-- Data under study follows --
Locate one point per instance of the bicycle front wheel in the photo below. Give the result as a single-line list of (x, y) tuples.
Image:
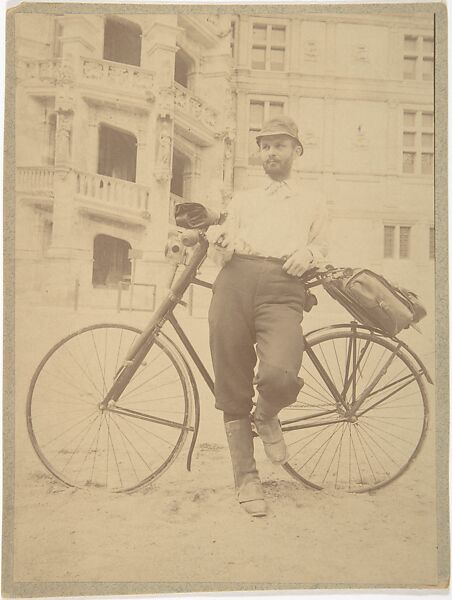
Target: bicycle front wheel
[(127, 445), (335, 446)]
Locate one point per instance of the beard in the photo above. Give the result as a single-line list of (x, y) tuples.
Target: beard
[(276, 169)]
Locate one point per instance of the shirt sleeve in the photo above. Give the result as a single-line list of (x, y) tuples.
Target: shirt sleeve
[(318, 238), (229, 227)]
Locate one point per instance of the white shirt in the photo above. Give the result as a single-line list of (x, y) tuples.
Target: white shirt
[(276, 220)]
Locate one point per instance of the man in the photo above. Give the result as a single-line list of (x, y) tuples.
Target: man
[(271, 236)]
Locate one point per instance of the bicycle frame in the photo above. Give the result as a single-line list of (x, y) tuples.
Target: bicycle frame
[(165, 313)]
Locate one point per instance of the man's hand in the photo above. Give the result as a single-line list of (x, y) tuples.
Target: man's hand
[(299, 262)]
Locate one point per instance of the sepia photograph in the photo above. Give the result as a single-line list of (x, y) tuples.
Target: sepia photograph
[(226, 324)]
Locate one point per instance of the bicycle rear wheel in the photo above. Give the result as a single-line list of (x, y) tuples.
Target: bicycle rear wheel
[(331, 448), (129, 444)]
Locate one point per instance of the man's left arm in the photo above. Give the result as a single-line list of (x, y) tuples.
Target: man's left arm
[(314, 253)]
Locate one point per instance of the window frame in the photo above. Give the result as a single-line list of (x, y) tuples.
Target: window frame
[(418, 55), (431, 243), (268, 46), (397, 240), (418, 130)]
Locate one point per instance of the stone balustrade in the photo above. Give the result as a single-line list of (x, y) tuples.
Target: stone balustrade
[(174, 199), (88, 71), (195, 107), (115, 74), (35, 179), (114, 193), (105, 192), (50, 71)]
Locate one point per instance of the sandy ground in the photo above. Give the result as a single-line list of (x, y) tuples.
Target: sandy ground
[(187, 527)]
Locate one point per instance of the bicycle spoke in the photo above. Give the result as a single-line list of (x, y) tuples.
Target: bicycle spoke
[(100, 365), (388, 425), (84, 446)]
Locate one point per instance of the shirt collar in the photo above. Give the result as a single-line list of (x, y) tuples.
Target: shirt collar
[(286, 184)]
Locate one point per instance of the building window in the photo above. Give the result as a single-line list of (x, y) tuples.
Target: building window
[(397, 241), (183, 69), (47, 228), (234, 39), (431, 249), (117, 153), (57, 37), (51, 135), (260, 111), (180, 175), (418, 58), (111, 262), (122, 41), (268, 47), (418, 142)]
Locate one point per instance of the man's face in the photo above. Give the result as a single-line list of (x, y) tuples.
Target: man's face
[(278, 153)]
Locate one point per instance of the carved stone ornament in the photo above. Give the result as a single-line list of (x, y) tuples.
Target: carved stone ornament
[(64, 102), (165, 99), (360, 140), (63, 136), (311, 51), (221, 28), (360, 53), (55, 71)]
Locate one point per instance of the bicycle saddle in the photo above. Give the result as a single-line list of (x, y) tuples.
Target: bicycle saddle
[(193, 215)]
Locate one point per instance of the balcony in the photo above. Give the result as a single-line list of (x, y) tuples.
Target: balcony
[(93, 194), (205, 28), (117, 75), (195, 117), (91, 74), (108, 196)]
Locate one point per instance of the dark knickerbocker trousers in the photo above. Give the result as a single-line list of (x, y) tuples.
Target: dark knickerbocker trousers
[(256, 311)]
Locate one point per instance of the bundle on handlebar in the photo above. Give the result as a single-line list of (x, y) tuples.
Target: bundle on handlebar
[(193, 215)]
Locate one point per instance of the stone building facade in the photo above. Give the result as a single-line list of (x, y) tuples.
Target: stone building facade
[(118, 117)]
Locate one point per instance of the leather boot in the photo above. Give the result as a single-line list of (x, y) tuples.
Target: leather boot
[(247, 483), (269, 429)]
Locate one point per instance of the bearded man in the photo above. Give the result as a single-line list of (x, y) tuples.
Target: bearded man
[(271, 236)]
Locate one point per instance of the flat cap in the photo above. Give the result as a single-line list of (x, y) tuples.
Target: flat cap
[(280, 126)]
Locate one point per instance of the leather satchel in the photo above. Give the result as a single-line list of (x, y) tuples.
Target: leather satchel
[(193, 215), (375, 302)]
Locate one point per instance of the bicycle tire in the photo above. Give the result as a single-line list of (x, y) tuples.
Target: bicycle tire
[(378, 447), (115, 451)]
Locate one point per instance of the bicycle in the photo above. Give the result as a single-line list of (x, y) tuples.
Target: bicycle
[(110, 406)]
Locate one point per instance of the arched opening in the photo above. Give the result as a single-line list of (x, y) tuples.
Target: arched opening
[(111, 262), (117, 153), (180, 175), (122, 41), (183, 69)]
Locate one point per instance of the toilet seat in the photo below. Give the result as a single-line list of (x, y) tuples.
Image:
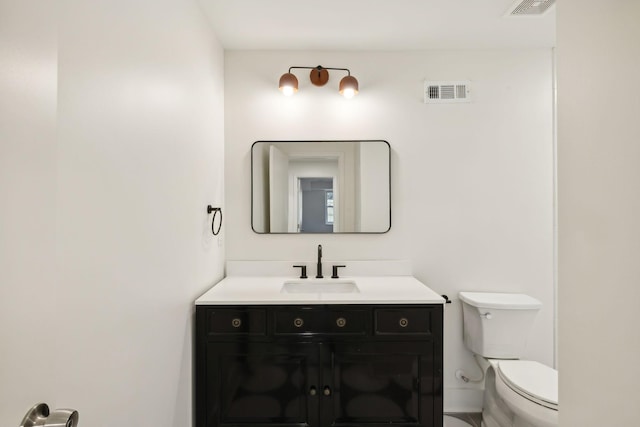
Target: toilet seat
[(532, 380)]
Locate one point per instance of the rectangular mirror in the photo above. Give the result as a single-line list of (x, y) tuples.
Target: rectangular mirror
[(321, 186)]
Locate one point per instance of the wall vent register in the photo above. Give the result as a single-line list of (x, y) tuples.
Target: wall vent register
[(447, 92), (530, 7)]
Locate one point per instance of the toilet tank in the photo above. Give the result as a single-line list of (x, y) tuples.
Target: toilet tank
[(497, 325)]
-- Data under study concluded --
-- Data under study follows --
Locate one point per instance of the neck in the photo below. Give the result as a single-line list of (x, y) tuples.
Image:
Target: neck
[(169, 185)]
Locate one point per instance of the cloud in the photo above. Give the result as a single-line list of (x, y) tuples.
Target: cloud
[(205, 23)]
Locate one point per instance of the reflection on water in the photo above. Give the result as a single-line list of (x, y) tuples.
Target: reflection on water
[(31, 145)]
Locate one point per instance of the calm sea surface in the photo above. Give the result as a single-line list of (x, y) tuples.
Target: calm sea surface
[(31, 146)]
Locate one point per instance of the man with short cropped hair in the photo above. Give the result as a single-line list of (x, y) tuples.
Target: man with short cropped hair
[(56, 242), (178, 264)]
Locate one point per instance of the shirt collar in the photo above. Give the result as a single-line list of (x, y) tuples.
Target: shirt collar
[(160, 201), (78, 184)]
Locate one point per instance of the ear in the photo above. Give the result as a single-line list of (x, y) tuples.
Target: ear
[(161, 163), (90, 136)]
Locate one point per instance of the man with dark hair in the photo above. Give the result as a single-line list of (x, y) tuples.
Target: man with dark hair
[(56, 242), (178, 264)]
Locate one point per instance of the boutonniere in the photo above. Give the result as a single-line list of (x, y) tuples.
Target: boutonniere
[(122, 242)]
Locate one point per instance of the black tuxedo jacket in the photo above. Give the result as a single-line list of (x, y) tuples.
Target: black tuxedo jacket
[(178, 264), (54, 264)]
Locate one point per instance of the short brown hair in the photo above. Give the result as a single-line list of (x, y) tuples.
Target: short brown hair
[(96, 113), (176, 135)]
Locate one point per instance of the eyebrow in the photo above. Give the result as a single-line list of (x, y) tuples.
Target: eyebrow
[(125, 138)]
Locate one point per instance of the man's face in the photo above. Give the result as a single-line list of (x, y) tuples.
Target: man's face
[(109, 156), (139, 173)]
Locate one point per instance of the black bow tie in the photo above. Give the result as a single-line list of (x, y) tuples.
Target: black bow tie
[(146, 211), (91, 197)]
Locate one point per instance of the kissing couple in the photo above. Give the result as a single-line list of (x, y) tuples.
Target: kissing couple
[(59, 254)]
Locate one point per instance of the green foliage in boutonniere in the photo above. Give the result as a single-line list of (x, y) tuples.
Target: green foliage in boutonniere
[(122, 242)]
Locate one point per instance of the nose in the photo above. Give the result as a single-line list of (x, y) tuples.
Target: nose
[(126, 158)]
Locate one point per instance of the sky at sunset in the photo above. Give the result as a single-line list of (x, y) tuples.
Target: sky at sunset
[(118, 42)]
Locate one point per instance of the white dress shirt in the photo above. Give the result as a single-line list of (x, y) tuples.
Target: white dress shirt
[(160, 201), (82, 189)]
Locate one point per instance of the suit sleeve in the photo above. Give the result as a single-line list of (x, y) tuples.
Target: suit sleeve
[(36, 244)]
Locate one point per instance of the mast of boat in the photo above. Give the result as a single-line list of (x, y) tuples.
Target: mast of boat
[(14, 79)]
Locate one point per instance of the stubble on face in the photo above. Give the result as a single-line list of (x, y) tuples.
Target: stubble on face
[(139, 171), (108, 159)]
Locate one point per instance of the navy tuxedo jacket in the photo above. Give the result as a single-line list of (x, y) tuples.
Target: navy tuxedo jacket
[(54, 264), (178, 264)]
-- Data under study concluded --
**What you are asked to do**. Within the data above, find the lines that contain the word "below" and copy each of them.

**Answer section**.
Locate one point per instance of the bicycle front wheel in the photo below. Give the result as a single-line list of (x, y) tuples.
Locate one point per instance of the toilet seat in the photo below. Give the result as a single-line list of (x, y) tuples.
Locate one point per instance of the neck in the photo below. Give the result as a single-line list of (x, y) tuples.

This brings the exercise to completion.